# Work to complete
Restate the records underneath, keeping each one exactly the same.
Segment Open
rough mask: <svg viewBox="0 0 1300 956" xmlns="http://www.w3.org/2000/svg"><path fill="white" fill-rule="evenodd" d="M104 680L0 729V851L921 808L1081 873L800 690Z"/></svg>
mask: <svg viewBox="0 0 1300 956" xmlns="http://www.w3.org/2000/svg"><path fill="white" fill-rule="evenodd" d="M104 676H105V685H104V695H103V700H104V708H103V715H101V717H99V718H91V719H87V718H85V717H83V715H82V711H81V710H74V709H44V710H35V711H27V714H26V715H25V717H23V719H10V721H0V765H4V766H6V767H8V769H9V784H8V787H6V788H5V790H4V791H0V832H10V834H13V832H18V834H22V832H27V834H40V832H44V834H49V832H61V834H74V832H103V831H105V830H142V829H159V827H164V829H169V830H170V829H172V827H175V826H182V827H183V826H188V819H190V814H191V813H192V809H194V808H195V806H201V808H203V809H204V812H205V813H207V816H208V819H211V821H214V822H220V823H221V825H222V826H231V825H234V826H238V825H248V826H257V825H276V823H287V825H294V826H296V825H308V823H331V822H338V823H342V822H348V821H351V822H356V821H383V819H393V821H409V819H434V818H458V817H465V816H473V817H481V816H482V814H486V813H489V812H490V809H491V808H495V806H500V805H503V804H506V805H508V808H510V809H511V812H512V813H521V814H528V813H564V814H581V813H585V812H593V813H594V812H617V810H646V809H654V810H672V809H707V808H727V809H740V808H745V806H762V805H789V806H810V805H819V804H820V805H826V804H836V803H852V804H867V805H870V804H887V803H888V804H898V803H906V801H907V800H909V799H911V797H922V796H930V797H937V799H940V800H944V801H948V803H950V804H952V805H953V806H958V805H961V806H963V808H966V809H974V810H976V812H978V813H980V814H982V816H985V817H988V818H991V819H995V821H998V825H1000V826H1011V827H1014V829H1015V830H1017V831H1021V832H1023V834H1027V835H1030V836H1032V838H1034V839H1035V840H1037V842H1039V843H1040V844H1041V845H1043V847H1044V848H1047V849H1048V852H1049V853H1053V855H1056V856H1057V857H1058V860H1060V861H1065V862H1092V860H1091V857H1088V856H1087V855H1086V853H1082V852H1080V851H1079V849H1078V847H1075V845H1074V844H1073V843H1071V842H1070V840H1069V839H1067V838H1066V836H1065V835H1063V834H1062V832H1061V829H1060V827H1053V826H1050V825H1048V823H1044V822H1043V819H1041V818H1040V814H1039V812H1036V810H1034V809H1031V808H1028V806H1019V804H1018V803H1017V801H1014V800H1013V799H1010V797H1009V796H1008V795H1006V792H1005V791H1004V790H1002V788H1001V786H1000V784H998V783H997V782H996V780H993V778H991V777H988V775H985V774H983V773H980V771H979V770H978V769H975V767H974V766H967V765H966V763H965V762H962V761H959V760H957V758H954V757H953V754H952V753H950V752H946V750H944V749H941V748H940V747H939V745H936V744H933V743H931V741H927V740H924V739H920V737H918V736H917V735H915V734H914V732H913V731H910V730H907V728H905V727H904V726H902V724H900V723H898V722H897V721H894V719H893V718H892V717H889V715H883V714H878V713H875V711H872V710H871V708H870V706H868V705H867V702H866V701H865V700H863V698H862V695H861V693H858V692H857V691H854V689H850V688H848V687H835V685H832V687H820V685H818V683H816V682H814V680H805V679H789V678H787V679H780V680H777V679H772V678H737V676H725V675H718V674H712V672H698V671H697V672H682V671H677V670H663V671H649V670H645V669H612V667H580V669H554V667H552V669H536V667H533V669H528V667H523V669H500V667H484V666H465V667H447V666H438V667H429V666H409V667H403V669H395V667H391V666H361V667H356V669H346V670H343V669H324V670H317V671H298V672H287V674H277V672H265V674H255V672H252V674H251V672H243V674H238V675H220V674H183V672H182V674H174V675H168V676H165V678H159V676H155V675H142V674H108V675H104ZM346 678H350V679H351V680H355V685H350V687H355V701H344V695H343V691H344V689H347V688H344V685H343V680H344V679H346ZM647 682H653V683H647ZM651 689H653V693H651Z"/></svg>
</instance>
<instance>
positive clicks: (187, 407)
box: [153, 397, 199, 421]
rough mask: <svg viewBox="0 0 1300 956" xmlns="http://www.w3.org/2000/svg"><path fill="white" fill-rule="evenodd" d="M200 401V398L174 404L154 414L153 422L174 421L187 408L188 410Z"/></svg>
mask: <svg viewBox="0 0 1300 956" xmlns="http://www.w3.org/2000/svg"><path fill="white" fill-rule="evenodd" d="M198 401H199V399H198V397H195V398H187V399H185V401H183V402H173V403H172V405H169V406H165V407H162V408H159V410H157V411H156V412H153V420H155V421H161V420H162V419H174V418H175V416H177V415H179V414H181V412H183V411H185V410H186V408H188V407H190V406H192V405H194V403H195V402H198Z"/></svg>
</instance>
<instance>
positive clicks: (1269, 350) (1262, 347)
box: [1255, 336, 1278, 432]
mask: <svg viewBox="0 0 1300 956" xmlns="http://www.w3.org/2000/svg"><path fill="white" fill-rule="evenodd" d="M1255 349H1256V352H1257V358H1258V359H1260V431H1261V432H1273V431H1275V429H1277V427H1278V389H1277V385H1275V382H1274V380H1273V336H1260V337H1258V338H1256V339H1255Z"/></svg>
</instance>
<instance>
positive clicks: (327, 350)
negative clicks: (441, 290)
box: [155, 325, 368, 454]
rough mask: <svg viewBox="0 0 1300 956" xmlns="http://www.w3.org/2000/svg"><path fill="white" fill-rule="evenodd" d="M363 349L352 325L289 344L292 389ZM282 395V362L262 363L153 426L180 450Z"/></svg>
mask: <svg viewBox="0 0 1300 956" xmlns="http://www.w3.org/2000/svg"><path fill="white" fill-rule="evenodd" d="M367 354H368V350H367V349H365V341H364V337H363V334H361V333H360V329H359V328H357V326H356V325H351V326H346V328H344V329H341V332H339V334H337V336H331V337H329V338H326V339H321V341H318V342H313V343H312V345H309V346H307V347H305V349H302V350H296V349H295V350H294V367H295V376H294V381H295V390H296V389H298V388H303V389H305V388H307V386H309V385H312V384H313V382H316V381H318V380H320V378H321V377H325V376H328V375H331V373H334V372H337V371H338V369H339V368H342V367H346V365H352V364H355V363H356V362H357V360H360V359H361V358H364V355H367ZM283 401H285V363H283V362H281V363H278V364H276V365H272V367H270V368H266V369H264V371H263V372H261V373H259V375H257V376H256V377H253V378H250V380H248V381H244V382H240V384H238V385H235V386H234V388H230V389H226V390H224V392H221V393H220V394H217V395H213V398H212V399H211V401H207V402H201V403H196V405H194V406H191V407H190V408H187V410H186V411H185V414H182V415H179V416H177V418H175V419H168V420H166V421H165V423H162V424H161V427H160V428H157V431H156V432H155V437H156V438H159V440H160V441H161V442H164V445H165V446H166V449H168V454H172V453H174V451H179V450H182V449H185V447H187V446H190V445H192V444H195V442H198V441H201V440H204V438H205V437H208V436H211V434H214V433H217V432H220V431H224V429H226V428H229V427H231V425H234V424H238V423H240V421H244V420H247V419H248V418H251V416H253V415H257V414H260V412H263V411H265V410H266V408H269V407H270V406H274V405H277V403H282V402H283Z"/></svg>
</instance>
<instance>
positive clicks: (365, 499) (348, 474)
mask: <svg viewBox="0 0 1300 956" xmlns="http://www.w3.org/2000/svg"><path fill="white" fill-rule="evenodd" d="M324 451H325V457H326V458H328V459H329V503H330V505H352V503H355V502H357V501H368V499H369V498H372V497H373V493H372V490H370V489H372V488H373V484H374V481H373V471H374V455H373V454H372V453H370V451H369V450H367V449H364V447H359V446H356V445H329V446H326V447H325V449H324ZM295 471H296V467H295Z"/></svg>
Segment Closed
# Exercise answer
rough mask: <svg viewBox="0 0 1300 956" xmlns="http://www.w3.org/2000/svg"><path fill="white" fill-rule="evenodd" d="M104 680L0 729V851L921 808L1081 873L800 690Z"/></svg>
mask: <svg viewBox="0 0 1300 956" xmlns="http://www.w3.org/2000/svg"><path fill="white" fill-rule="evenodd" d="M104 676H105V685H104V695H103V700H104V708H103V715H101V717H99V718H91V719H87V718H85V717H83V715H82V711H81V710H74V709H44V710H35V711H27V714H26V715H25V717H23V719H10V721H0V765H4V766H6V767H8V769H9V784H8V787H6V788H5V790H4V791H0V832H10V834H13V832H18V834H22V832H27V834H40V832H44V834H49V832H61V834H74V832H103V831H105V830H142V829H159V827H164V829H169V830H170V829H172V827H175V826H182V827H183V826H188V819H190V814H191V813H192V809H194V808H195V806H201V808H203V809H204V812H205V813H207V816H208V819H211V821H214V822H220V823H221V825H222V826H231V825H234V826H238V825H248V826H257V825H276V823H287V825H294V826H296V825H308V823H331V822H338V823H342V822H348V821H351V822H356V821H383V819H393V821H409V819H434V818H458V817H465V816H473V817H481V816H482V814H486V813H489V812H490V809H491V808H495V806H500V805H503V804H506V805H508V808H510V809H511V812H512V813H521V814H528V813H564V814H581V813H585V812H593V813H594V812H617V810H646V809H654V810H672V809H707V808H727V809H740V808H745V806H762V805H789V806H810V805H819V804H820V805H826V804H836V803H852V804H867V805H870V804H887V803H888V804H898V803H906V801H907V800H909V799H911V797H922V796H930V797H937V799H940V800H944V801H948V803H950V804H952V805H953V806H958V805H961V806H963V808H966V809H974V810H976V812H978V813H980V814H982V816H985V817H988V818H991V819H995V821H998V825H1000V826H1011V827H1014V829H1015V830H1017V831H1021V832H1023V834H1027V835H1030V836H1032V838H1034V839H1035V840H1037V842H1039V843H1040V844H1041V845H1043V847H1044V848H1047V849H1048V852H1049V853H1053V855H1056V856H1057V857H1058V860H1060V861H1065V862H1092V860H1091V857H1088V856H1087V855H1086V853H1082V852H1080V851H1079V849H1078V847H1075V845H1074V844H1073V843H1071V842H1070V840H1069V839H1067V838H1066V836H1065V835H1063V834H1062V832H1061V829H1060V827H1053V826H1050V825H1048V823H1044V822H1043V819H1041V818H1040V814H1039V812H1036V810H1034V809H1031V808H1028V806H1019V804H1018V803H1017V801H1014V800H1013V799H1010V797H1009V796H1008V795H1006V792H1005V791H1004V790H1002V788H1001V786H1000V784H998V783H997V782H996V780H993V778H991V777H988V775H985V774H983V773H980V771H979V770H978V769H975V767H974V766H967V765H966V763H965V762H962V761H959V760H957V758H954V757H953V754H952V753H950V752H946V750H944V749H941V748H940V747H939V745H936V744H933V743H931V741H927V740H924V739H920V737H918V736H917V735H915V734H914V732H913V731H910V730H907V728H905V727H904V726H902V724H900V723H898V722H897V721H894V719H893V718H892V717H889V715H883V714H878V713H875V711H872V710H871V708H870V706H868V705H867V702H866V701H865V700H863V698H862V695H861V693H858V692H857V691H854V689H850V688H848V687H835V685H832V687H820V685H818V683H816V682H814V680H805V679H789V678H787V679H780V680H777V679H772V678H737V676H725V675H718V674H712V672H698V671H697V672H682V671H677V670H663V671H649V670H645V669H612V667H580V669H554V667H552V669H536V667H533V669H528V667H523V669H500V667H484V666H465V667H447V666H438V667H429V666H409V667H403V669H395V667H391V666H361V667H356V669H346V670H343V669H324V670H317V671H298V672H287V674H277V672H265V674H255V672H252V674H251V672H243V674H238V675H220V674H183V672H182V674H174V675H168V676H165V678H159V676H155V675H142V674H108V675H104ZM346 678H350V679H351V680H355V685H350V687H355V701H344V695H343V691H344V689H347V688H344V685H343V680H344V679H346ZM647 682H653V683H647ZM651 689H653V693H651Z"/></svg>
</instance>
<instance>
positive clicks: (187, 407)
box: [153, 397, 199, 421]
rough mask: <svg viewBox="0 0 1300 956" xmlns="http://www.w3.org/2000/svg"><path fill="white" fill-rule="evenodd" d="M200 401V398L174 404L154 414L153 422L174 421L187 408L188 410Z"/></svg>
mask: <svg viewBox="0 0 1300 956" xmlns="http://www.w3.org/2000/svg"><path fill="white" fill-rule="evenodd" d="M198 401H199V399H198V397H195V398H187V399H185V401H183V402H173V403H172V405H169V406H165V407H162V408H159V410H157V411H156V412H153V420H155V421H161V420H162V419H174V418H175V416H177V415H179V414H181V412H183V411H185V410H186V408H188V407H190V406H192V405H194V403H195V402H198Z"/></svg>
</instance>
<instance>
positive clicks: (1269, 350) (1262, 347)
box: [1255, 336, 1278, 432]
mask: <svg viewBox="0 0 1300 956" xmlns="http://www.w3.org/2000/svg"><path fill="white" fill-rule="evenodd" d="M1255 349H1256V352H1257V358H1258V359H1260V431H1261V432H1273V431H1275V429H1277V427H1278V389H1277V385H1275V382H1274V380H1273V336H1260V337H1258V338H1256V339H1255Z"/></svg>
</instance>
<instance>
positive clicks: (327, 350)
negative clicks: (441, 290)
box: [155, 325, 368, 454]
rough mask: <svg viewBox="0 0 1300 956" xmlns="http://www.w3.org/2000/svg"><path fill="white" fill-rule="evenodd" d="M363 349L352 325L289 344L292 389ZM282 395V362L262 363L153 426L180 450Z"/></svg>
mask: <svg viewBox="0 0 1300 956" xmlns="http://www.w3.org/2000/svg"><path fill="white" fill-rule="evenodd" d="M367 354H368V350H367V349H365V341H364V337H363V334H361V333H360V329H359V328H357V326H356V325H351V326H346V328H344V329H341V332H339V334H337V336H331V337H329V338H326V339H321V341H318V342H313V343H312V345H309V346H307V347H305V349H302V350H296V349H295V350H294V367H295V376H294V381H295V390H296V389H298V388H303V389H305V388H307V386H309V385H312V384H313V382H316V381H318V380H320V378H321V377H325V376H328V375H331V373H334V372H337V371H338V369H339V368H342V367H346V365H352V364H355V363H356V362H357V360H360V359H361V358H364V355H367ZM283 401H285V363H283V362H281V363H278V364H276V365H272V367H270V368H266V369H264V371H263V372H261V373H259V375H257V376H256V377H253V378H250V380H248V381H244V382H240V384H238V385H235V386H234V388H230V389H226V390H224V392H221V393H220V394H217V395H213V398H212V399H211V401H207V402H201V403H196V405H194V406H191V407H190V408H187V410H186V411H185V414H182V415H179V416H177V418H175V419H168V420H166V421H165V423H162V424H161V427H160V428H157V431H156V432H155V437H156V438H159V440H160V441H161V442H164V445H165V446H166V449H168V454H172V453H174V451H179V450H182V449H185V447H187V446H190V445H192V444H195V442H198V441H201V440H204V438H205V437H208V436H211V434H214V433H217V432H220V431H224V429H226V428H229V427H231V425H234V424H238V423H240V421H244V420H247V419H248V418H251V416H253V415H257V414H260V412H263V411H265V410H266V408H269V407H270V406H274V405H277V403H282V402H283Z"/></svg>
</instance>
<instance>
positive clicks: (365, 499) (348, 474)
mask: <svg viewBox="0 0 1300 956" xmlns="http://www.w3.org/2000/svg"><path fill="white" fill-rule="evenodd" d="M324 451H325V457H326V458H328V459H329V503H330V505H352V503H355V502H357V501H368V499H369V498H372V497H373V493H372V490H370V489H372V488H373V484H374V481H373V471H374V455H373V454H372V453H370V451H369V450H367V449H364V447H359V446H356V445H329V446H326V447H325V449H324ZM295 471H296V467H295Z"/></svg>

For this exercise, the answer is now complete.